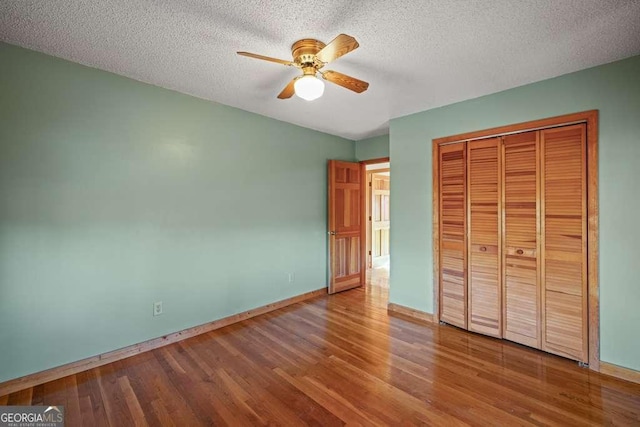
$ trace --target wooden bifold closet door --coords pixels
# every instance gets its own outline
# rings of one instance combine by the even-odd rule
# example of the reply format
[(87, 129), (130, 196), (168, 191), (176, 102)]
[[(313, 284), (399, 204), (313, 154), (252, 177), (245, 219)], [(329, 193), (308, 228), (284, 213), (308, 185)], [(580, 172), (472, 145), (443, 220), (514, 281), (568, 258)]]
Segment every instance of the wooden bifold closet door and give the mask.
_ _ _ _ _ _ _
## [What you are asked to do]
Every entry above needs to be copied exactly, apart from its pictures.

## [Exercise output]
$ trace --target wooden bifold closet door --coords pixels
# every instance gets its own outline
# rings of one instance combine by the even-odd rule
# example of the reply format
[(87, 129), (130, 196), (168, 191), (176, 102)]
[[(313, 284), (399, 204), (313, 154), (252, 177), (245, 219)], [(329, 193), (308, 228), (284, 213), (308, 185)], [(580, 172), (472, 145), (443, 220), (514, 281), (568, 258)]]
Segment every instance of the wooden bifold closet door and give the mask.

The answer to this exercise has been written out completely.